**WHAT TO WORK ON**
Report each line in the records below that contains the string "Target", copying the full line. Treat the match as case-sensitive.

═══ DATA SUPPLIED ═══

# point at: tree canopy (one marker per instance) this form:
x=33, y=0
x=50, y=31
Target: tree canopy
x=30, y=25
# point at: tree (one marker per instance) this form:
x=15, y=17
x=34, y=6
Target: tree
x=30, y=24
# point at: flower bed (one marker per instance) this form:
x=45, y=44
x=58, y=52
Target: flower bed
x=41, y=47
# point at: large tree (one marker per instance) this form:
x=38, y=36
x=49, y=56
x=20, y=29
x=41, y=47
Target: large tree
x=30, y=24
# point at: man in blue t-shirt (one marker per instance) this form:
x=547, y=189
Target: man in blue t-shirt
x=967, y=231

═══
═══ DATA SUPPLIED ═══

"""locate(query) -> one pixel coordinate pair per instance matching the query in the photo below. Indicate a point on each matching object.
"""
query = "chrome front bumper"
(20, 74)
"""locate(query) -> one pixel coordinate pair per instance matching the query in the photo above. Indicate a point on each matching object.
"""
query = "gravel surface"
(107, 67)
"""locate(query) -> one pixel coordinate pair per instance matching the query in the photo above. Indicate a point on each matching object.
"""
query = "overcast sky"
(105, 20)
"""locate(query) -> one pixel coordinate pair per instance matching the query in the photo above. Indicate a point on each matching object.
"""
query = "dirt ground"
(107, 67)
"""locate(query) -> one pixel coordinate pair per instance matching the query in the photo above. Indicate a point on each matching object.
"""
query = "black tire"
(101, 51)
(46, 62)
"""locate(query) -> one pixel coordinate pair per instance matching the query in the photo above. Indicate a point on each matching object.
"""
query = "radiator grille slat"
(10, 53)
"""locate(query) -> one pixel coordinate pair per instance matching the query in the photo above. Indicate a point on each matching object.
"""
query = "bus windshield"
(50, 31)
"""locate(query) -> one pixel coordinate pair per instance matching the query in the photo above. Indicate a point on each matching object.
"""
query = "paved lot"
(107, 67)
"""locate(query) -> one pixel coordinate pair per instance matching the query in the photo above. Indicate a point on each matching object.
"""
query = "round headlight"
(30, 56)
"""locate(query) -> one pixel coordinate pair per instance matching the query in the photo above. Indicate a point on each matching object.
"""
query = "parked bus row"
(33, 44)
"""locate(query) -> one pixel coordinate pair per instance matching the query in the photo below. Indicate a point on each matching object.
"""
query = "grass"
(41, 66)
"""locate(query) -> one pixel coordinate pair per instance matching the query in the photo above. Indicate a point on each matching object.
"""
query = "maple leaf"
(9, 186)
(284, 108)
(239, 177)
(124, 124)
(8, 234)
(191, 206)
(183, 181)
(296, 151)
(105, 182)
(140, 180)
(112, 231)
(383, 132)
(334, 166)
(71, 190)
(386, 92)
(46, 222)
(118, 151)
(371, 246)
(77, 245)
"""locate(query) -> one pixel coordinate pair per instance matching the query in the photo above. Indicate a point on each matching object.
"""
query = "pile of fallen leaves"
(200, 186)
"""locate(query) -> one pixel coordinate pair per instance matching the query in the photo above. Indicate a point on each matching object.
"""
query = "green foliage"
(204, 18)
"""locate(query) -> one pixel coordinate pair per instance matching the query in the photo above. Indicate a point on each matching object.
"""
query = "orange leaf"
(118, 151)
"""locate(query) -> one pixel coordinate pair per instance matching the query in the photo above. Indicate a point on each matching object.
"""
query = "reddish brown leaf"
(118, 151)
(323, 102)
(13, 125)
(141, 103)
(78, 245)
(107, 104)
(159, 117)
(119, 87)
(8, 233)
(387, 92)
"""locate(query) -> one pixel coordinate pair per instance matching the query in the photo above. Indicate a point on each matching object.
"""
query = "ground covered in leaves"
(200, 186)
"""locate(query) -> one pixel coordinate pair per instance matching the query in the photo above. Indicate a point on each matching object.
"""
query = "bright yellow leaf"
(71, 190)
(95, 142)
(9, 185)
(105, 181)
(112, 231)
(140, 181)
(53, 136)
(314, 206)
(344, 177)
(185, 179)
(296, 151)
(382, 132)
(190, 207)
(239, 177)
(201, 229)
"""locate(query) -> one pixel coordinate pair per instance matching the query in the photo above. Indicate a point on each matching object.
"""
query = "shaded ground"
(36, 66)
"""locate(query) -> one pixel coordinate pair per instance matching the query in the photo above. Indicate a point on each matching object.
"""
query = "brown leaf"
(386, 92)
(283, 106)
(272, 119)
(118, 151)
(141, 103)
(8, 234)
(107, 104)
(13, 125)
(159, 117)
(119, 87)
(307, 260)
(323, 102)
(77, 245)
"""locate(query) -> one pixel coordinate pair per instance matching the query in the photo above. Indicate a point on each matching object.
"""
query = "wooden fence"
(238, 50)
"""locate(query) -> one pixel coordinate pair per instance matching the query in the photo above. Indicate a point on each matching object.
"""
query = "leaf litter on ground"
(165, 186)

═══
═══ DATA SUPPLIED ═══

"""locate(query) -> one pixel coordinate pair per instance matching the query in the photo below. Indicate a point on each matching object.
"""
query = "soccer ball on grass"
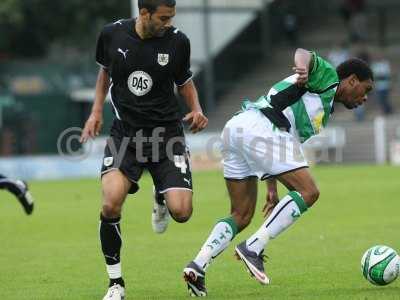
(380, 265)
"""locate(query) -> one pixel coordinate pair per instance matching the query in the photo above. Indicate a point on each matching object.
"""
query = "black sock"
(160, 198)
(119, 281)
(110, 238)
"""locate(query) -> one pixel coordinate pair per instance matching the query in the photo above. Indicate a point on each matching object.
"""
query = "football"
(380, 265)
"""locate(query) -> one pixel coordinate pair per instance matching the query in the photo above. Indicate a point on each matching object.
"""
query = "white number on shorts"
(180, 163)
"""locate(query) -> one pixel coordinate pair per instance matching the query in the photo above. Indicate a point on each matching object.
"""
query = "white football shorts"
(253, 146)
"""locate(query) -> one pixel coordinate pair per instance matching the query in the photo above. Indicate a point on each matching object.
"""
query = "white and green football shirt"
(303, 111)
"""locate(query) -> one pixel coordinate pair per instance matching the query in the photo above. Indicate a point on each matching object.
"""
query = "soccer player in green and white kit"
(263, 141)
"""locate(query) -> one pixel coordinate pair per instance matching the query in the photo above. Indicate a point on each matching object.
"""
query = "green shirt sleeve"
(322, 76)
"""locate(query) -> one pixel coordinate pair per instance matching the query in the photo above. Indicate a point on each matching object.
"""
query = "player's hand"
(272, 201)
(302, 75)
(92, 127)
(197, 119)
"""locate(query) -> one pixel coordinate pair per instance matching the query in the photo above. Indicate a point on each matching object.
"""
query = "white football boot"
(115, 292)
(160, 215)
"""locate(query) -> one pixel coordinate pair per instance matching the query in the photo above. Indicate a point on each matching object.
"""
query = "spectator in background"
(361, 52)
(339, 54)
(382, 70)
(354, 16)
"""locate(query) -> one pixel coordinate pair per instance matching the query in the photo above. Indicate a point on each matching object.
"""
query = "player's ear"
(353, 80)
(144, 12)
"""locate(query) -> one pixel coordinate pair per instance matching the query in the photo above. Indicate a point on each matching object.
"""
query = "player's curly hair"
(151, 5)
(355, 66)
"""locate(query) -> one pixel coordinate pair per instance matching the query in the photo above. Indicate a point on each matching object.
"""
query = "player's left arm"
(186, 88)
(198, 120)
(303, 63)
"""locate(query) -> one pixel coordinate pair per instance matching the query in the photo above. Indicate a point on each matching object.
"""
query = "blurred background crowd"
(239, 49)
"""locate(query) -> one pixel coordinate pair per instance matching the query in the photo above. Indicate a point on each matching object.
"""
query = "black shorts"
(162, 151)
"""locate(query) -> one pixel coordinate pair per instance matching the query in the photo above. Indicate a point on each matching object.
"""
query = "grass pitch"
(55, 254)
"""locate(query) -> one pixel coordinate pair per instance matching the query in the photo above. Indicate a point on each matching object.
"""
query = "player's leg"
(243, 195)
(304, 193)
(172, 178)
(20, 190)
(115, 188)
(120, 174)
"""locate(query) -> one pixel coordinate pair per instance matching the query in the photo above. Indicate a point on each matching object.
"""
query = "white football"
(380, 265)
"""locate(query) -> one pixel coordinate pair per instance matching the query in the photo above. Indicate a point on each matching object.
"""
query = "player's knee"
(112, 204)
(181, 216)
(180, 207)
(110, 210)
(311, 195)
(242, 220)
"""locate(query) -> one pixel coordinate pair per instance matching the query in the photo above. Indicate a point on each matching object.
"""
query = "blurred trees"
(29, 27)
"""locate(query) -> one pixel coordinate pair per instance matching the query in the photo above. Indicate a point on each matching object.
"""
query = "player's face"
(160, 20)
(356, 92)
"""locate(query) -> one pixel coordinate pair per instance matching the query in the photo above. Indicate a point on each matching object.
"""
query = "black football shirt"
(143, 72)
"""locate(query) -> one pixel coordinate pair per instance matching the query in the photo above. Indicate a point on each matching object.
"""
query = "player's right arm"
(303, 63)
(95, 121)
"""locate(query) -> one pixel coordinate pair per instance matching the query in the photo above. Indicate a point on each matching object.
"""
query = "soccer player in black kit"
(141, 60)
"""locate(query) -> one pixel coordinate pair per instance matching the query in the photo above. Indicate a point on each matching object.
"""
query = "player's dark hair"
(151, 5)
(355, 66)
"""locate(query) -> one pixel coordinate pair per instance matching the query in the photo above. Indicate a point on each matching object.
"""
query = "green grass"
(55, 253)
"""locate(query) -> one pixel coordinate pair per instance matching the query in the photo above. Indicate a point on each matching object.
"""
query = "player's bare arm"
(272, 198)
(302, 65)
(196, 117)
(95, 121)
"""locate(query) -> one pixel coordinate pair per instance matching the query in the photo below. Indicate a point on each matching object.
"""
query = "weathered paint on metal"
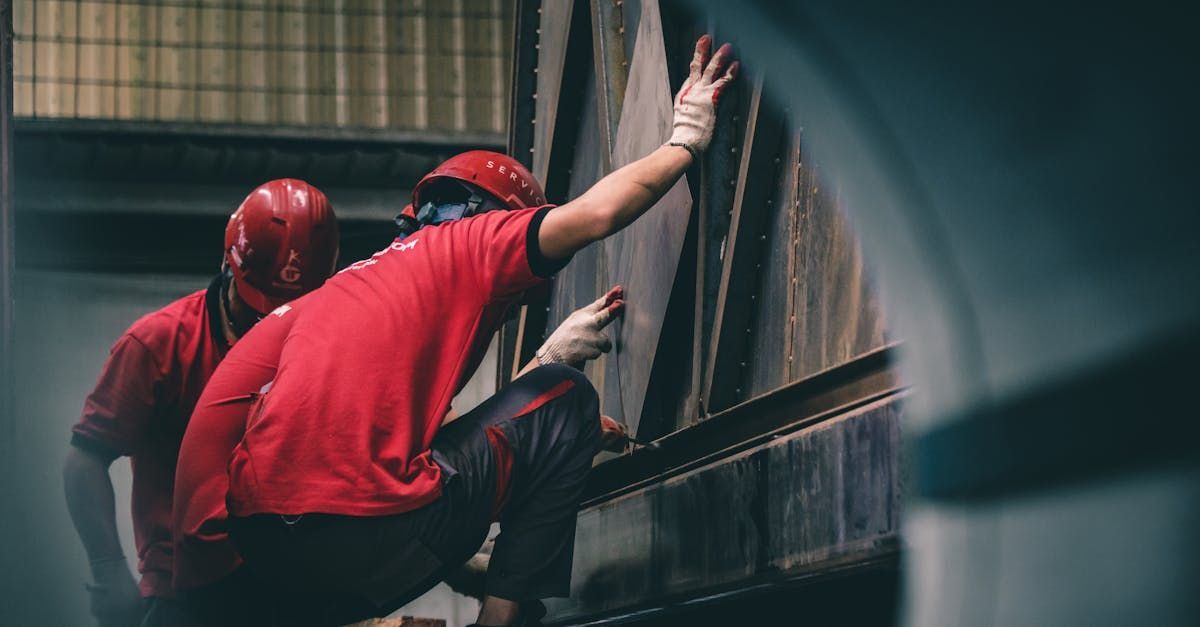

═══

**COMPLETED EXERCISE**
Target: tree canopy
Target: tree
Target: flower bed
Target: large tree
Target: man in blue t-shirt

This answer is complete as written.